## EXERCISE REQUIREMENTS
Your response should be every line of the data, written out exactly.

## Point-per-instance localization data
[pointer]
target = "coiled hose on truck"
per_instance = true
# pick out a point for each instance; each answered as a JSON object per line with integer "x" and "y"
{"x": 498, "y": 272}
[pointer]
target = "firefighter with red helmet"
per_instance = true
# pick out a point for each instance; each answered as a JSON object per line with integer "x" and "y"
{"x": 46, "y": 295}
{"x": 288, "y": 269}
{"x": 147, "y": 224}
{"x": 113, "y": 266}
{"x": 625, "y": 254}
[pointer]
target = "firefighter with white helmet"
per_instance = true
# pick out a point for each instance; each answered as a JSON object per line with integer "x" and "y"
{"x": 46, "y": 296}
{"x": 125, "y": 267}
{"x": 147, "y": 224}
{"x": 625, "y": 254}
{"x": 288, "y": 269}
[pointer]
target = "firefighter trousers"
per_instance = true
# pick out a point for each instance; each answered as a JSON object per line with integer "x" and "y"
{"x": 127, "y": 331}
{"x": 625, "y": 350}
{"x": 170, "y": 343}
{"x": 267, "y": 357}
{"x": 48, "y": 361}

## SOLVED PROBLEM
[pointer]
target = "coiled hose on truck"
per_instance = true
# pick out a point for each instance; each answered as a JSON object per line with integer "x" and "y"
{"x": 498, "y": 272}
[pointer]
target = "firefighter with red helmet"
per_instance = true
# pick out a point for each instance; each answered as a JSON object per line with integer "x" and "y"
{"x": 46, "y": 295}
{"x": 288, "y": 269}
{"x": 147, "y": 224}
{"x": 113, "y": 266}
{"x": 625, "y": 254}
[pointer]
target = "firefighter with white helmet"
per_instance = true
# pick out a point for each instance; each answered as a JSON object per line with integer "x" and "y"
{"x": 46, "y": 296}
{"x": 125, "y": 267}
{"x": 147, "y": 224}
{"x": 625, "y": 254}
{"x": 288, "y": 269}
[pointer]
target = "firefighter trousers"
per_instance = true
# pick out a point for each instance; each answered as a JSON object per line with integer "x" and "y"
{"x": 127, "y": 331}
{"x": 625, "y": 350}
{"x": 170, "y": 343}
{"x": 267, "y": 357}
{"x": 48, "y": 361}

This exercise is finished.